Would you please output the lines from the one holding "roof using the picture above." to the end of the entries, exactly and with no others?

╭─ RECORDS SHOWN

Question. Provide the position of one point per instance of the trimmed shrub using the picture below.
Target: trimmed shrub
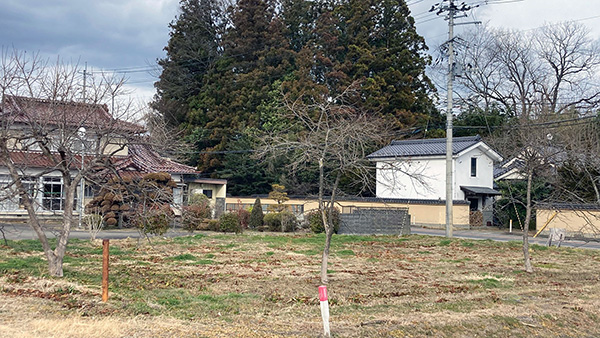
(289, 222)
(229, 222)
(154, 221)
(272, 221)
(243, 217)
(213, 225)
(256, 216)
(284, 221)
(193, 215)
(316, 223)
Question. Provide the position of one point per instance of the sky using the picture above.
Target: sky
(128, 36)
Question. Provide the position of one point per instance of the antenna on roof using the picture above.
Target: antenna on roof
(85, 74)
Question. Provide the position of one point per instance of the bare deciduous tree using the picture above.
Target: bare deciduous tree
(553, 69)
(542, 78)
(335, 138)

╰─

* **ANSWER BELOW**:
Question. Provide the position of one point per instance of the antenna on roof using the picture above.
Target: antenna on roof
(85, 74)
Question. Provide the position of one point per instance of the bare deciduous tree using the picture above.
Target: bare deciduous tree
(553, 69)
(542, 78)
(335, 138)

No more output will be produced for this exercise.